Complete the following:
A - In the passage about the Melbourne Airport suburb, what population was recorded at the 2021 census?
B - Write the next part of the passage about the Melbourne Airport suburb, picking up after its final line.

Suburb of Melbourne, Victoria, Australia

Melbourne Airport is a suburb in Melbourne, Victoria, Australia, 18 km north-west of Melbourne's Central Business District, located within the City of Hume local government area. Melbourne Airport recorded a population of 126 at the 2021 census.

The suburb is the location of Melbourne Airport and the Tullamarine Country Club. Since 2013, it has been home to The Hangar (previously the True Value Solar Centre), which is the training and administrative base for the Essendon Football Club and the Victorian arm of the Australian Paralympic Committee.

==Transport==
===Bus===
Six bus routes service the Melbourne Airport suburb:
- : Westfield Airport West – Melbourne Airport via Melrose Drive. Operated by CDC Melbourne.
- : Westfield Airport West – Sunbury station via Melbourne Airport. Operated by CDC Melbourne.

Data for analysis:
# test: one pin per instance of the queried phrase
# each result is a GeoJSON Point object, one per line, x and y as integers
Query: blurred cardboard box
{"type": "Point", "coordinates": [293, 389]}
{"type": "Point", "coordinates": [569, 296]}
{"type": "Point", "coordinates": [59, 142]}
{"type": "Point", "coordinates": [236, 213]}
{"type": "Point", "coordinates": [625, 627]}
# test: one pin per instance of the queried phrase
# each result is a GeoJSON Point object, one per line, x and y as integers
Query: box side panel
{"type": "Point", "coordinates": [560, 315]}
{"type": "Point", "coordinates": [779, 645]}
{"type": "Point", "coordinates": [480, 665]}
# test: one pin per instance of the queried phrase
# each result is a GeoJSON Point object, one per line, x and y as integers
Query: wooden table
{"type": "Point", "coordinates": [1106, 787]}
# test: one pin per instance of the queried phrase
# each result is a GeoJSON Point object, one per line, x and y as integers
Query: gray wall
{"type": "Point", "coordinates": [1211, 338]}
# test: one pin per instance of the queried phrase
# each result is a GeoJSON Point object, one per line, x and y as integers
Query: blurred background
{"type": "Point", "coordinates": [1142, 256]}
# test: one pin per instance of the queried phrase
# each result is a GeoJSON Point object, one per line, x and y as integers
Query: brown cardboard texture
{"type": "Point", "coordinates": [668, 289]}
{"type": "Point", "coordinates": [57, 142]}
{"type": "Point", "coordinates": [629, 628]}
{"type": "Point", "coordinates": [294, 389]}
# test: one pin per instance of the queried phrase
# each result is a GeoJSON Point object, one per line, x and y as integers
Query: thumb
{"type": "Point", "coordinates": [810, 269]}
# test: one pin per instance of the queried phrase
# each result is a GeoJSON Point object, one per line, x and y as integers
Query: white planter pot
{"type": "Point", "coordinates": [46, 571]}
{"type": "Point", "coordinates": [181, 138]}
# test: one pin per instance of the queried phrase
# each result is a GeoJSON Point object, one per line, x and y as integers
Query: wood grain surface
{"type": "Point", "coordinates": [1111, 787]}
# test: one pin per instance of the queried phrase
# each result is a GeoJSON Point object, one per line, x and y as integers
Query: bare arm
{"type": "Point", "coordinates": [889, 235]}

Solved problems:
A - 126

B -
- : Westfield Airport West – Melbourne Airport via South Centre Road (peak hour only). Operated by CDC Melbourne.
- SmartBus : Frankston station – Melbourne Airport. Operated by Kinetic Melbourne.
- A long term car park bus runs from the international terminal.
- A SkyBus hub is located at Melbourne Airport.

===Train===
If completed, the Melbourne Airport rail link is expected to provide rail services to the suburb and airport.

==See also==
- City of Keilor – Parts of Melbourne Airport were previously within this former local government area.
- Shire of Bulla – Parts of Melbourne Airport were previously within this former local government area.